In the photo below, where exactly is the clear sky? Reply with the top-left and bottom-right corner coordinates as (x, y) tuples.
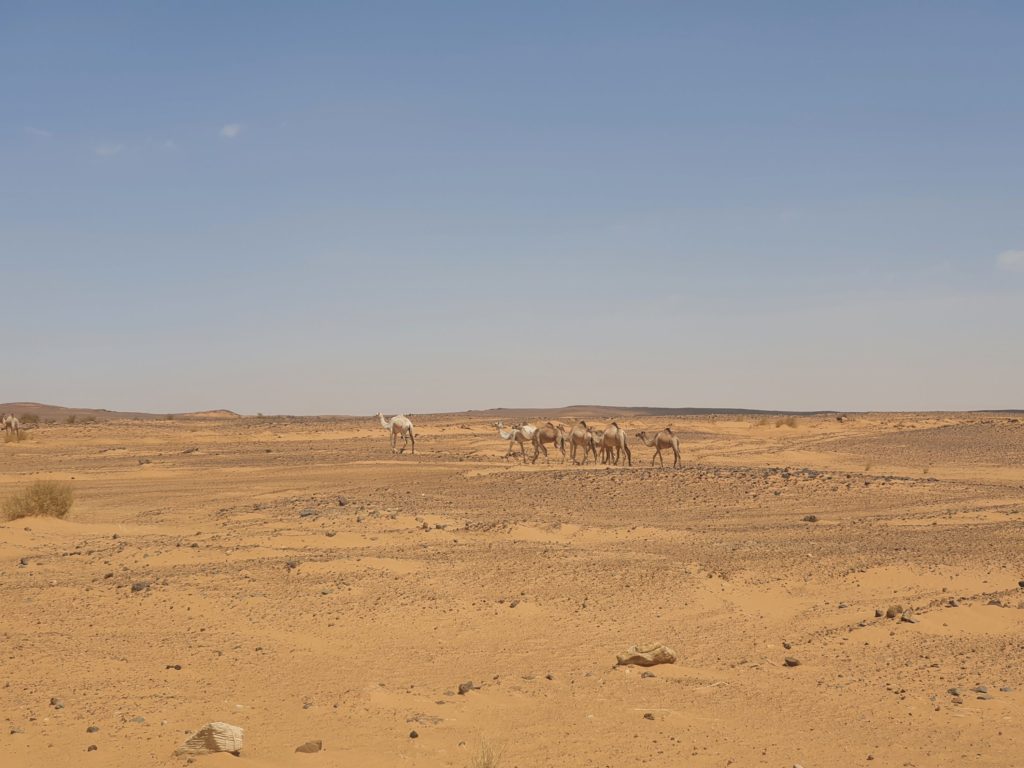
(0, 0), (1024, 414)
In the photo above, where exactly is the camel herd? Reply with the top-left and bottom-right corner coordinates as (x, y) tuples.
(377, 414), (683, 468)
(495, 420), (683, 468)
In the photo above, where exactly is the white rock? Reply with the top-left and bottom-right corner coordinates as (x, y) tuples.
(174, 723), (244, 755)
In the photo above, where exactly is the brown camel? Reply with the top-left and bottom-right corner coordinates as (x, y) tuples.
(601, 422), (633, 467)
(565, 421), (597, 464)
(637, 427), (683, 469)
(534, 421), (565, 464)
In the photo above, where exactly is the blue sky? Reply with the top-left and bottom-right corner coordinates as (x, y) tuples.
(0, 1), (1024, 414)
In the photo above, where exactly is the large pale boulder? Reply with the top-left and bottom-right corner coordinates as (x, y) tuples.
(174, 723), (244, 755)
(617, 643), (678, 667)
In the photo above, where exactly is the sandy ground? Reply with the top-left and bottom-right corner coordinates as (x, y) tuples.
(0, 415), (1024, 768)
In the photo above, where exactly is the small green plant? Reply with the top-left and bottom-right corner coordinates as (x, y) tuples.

---

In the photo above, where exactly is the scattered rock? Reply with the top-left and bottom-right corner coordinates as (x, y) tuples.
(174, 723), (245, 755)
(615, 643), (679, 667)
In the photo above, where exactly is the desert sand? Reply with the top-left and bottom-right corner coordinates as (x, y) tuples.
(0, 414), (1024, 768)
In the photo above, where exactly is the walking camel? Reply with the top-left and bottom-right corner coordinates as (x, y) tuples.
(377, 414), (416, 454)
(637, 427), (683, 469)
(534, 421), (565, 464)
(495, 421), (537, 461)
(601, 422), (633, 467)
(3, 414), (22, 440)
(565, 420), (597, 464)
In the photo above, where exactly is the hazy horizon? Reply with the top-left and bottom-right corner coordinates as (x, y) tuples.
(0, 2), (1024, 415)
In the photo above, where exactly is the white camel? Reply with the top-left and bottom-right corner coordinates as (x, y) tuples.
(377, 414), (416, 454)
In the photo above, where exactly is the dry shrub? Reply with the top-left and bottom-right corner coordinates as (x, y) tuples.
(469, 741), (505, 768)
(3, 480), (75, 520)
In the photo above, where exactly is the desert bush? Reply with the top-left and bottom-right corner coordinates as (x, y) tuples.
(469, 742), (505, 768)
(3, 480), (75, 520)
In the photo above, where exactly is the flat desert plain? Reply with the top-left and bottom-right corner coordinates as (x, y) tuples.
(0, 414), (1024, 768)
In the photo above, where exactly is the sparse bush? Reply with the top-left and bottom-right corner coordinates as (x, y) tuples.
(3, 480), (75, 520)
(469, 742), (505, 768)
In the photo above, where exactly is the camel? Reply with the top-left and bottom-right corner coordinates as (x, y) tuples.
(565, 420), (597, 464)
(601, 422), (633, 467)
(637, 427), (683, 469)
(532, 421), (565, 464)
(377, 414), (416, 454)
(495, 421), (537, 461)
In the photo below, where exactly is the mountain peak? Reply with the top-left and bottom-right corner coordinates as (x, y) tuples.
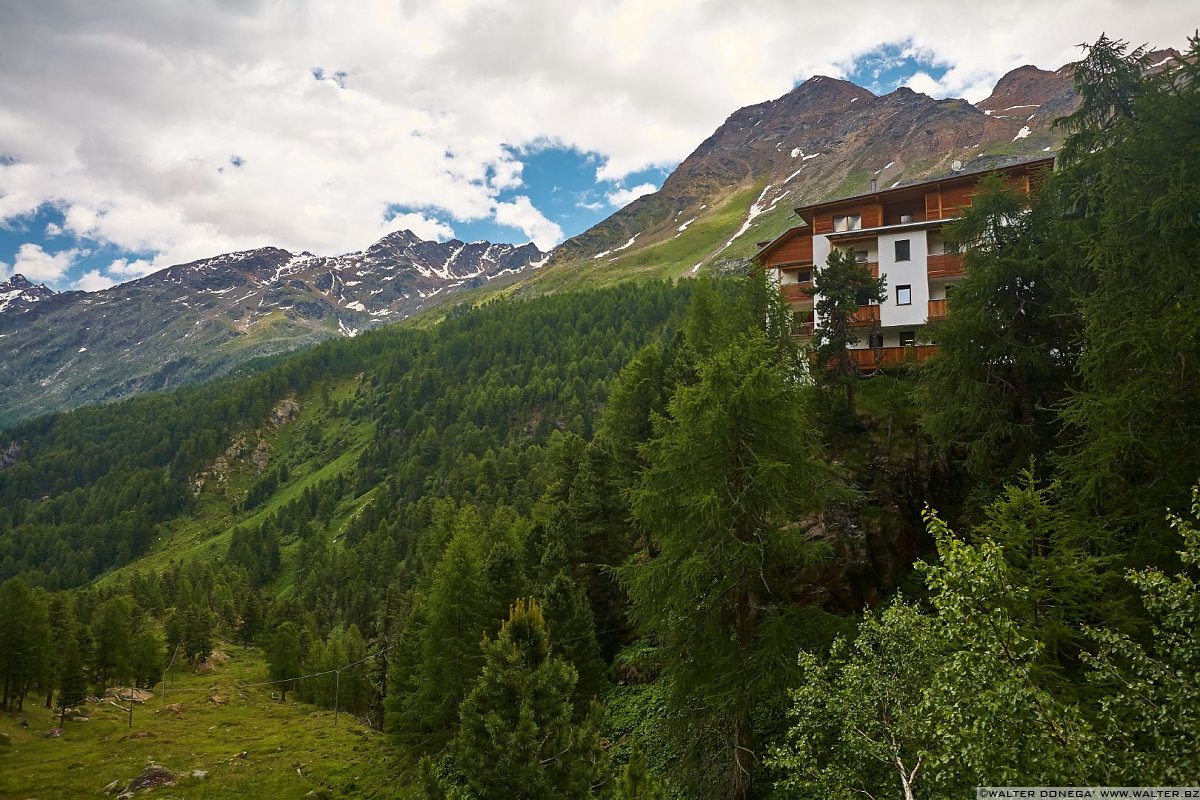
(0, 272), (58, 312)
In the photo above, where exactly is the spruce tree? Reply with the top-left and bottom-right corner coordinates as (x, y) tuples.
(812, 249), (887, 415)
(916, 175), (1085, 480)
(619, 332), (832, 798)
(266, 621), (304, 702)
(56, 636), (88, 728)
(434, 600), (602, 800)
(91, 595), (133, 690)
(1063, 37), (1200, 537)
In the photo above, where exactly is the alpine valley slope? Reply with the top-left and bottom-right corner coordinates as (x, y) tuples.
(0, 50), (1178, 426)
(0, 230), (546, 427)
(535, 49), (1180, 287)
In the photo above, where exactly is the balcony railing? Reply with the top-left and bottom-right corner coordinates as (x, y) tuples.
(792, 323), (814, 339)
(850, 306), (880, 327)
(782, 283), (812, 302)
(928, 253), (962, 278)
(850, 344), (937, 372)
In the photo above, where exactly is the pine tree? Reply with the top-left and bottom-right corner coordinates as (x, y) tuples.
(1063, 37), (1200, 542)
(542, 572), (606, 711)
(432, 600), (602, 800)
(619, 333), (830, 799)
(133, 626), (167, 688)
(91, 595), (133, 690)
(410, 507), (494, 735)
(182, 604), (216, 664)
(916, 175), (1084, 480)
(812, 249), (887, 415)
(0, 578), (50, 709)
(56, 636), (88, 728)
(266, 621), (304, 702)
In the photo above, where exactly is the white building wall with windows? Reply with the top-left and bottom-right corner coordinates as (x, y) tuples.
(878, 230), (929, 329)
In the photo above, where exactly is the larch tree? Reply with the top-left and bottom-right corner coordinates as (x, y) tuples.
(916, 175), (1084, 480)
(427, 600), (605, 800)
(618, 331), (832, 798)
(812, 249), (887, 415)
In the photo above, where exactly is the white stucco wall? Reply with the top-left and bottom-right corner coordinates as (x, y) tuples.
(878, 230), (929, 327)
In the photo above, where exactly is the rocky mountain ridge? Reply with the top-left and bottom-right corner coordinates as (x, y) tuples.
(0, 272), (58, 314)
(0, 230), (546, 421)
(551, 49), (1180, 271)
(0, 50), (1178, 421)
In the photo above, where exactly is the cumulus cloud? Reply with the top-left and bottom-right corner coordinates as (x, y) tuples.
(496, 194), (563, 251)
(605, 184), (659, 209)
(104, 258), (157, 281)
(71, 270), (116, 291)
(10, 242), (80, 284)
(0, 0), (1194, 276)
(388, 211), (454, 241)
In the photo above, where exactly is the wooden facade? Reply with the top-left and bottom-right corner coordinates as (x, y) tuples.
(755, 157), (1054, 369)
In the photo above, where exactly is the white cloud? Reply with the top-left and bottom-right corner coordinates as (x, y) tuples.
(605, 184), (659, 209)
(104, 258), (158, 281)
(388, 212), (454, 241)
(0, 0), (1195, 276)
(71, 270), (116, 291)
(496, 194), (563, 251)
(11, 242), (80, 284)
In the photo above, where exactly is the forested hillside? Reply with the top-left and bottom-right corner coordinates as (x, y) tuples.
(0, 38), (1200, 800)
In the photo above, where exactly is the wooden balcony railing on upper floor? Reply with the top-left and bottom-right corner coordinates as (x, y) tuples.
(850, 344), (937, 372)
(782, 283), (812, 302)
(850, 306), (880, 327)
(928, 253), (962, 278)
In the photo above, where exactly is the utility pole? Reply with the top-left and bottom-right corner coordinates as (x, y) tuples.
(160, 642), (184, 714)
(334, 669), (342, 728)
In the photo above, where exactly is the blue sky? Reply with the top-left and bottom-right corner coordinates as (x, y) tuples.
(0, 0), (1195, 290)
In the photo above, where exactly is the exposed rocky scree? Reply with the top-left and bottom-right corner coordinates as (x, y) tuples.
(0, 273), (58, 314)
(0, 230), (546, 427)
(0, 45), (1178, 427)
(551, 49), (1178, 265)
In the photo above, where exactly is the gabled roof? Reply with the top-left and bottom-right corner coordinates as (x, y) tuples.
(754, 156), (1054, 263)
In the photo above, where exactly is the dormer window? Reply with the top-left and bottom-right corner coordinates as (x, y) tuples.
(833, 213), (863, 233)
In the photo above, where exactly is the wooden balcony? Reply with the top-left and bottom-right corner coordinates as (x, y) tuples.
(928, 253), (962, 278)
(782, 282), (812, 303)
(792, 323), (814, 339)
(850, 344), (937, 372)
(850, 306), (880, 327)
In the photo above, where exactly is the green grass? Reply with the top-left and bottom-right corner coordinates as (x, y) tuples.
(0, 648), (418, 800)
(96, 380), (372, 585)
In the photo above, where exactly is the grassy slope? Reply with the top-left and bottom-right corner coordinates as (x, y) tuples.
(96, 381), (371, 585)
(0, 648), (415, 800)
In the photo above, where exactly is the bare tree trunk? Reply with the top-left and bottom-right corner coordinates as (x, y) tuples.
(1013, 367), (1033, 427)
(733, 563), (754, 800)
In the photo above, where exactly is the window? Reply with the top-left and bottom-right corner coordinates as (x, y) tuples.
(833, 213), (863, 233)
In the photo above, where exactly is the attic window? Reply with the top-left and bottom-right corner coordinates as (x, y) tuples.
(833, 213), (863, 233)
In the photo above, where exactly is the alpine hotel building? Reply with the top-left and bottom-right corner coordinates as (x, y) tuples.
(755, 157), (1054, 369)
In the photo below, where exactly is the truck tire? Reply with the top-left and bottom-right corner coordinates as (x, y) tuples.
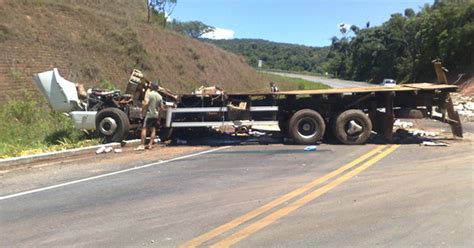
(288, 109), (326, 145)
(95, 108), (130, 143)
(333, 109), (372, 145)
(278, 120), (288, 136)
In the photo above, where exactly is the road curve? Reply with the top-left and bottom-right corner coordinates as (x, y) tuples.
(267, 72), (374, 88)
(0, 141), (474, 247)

- [TASK OBJECTIVE]: Starting at the row containing "In the photo above, where exactly is the spruce" and ending at the row containing "(1063, 37), (1200, 537)", output those rows as a numbered list, skipping any blank lines.

- [FINAL RESULT]:
1. In the photo above, where exactly is the spruce tree? Reply with the top-left and bottom-right corner coordinates as (x, y) tuples.
2. (812, 249), (887, 415)
3. (916, 175), (1085, 480)
4. (619, 332), (832, 798)
5. (266, 621), (304, 702)
6. (56, 636), (88, 728)
7. (434, 600), (602, 800)
8. (91, 595), (133, 690)
9. (1063, 37), (1200, 537)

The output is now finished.